Top of DATASET RECORDS

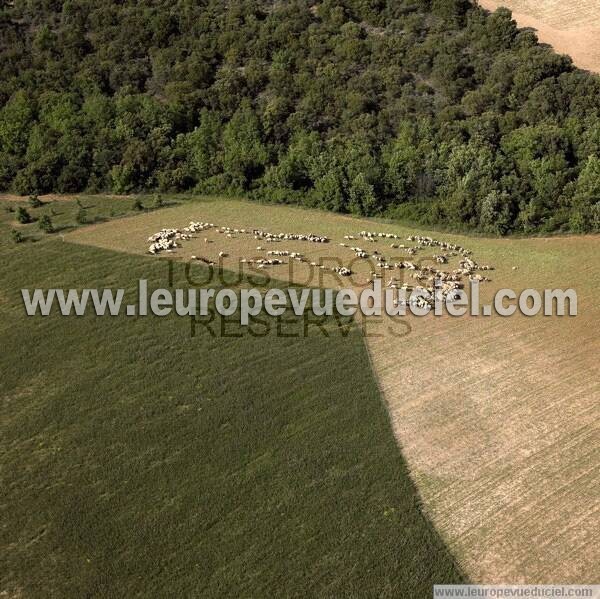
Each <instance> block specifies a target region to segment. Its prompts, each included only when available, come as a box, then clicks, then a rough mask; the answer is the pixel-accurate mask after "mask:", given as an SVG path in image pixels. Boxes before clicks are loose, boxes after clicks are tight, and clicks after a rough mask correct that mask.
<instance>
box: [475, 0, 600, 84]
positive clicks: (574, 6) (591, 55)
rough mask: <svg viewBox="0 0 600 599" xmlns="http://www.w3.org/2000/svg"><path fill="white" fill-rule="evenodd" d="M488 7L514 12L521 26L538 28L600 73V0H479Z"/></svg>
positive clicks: (538, 31) (487, 8)
mask: <svg viewBox="0 0 600 599" xmlns="http://www.w3.org/2000/svg"><path fill="white" fill-rule="evenodd" d="M479 4H480V5H481V6H483V8H486V9H488V10H492V11H493V10H496V9H497V8H499V7H501V6H505V7H506V8H509V9H510V10H512V12H513V18H514V19H515V20H516V21H517V23H518V25H519V27H531V28H533V29H535V30H536V32H537V35H538V37H539V40H540V41H541V42H544V43H547V44H550V45H551V46H552V47H553V48H554V49H555V50H556V52H558V53H560V54H568V55H569V56H571V58H572V59H573V62H574V63H575V64H576V65H577V66H578V67H580V68H582V69H587V70H589V71H593V72H595V73H600V0H502V1H500V2H499V1H498V0H479Z"/></svg>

Bottom of DATASET RECORDS

WORK REQUIRED:
Write out all the records exactly, omitting the images.

RESULT OF THIS TASK:
Each <instance> block specifies a target region to segment. Its prompts, each included only when available, come as a box, then clicks, then a rough mask; the answer is the pixel-accurate mask after "mask:", given as an SVG path in image pixels. Boxes before clicks are loose, boxes after clicks are tight, and clicks after a rough mask correct that mask.
<instance>
box: [475, 0, 600, 84]
positive clicks: (574, 6) (591, 55)
rough mask: <svg viewBox="0 0 600 599" xmlns="http://www.w3.org/2000/svg"><path fill="white" fill-rule="evenodd" d="M488 7L514 12L521 26L538 28L600 73V0H479Z"/></svg>
positive clicks: (538, 31) (487, 8)
mask: <svg viewBox="0 0 600 599" xmlns="http://www.w3.org/2000/svg"><path fill="white" fill-rule="evenodd" d="M479 4H480V5H481V6H483V8H486V9H488V10H492V11H493V10H496V9H497V8H499V7H501V6H505V7H506V8H509V9H510V10H512V12H513V18H514V19H515V20H516V21H517V23H518V25H519V27H531V28H533V29H535V30H536V32H537V35H538V37H539V40H540V41H541V42H544V43H547V44H550V45H551V46H552V47H553V48H554V49H555V50H556V52H558V53H560V54H568V55H569V56H571V58H572V59H573V62H574V63H575V64H576V65H577V66H578V67H580V68H582V69H587V70H589V71H593V72H595V73H600V0H502V1H500V2H499V1H498V0H479Z"/></svg>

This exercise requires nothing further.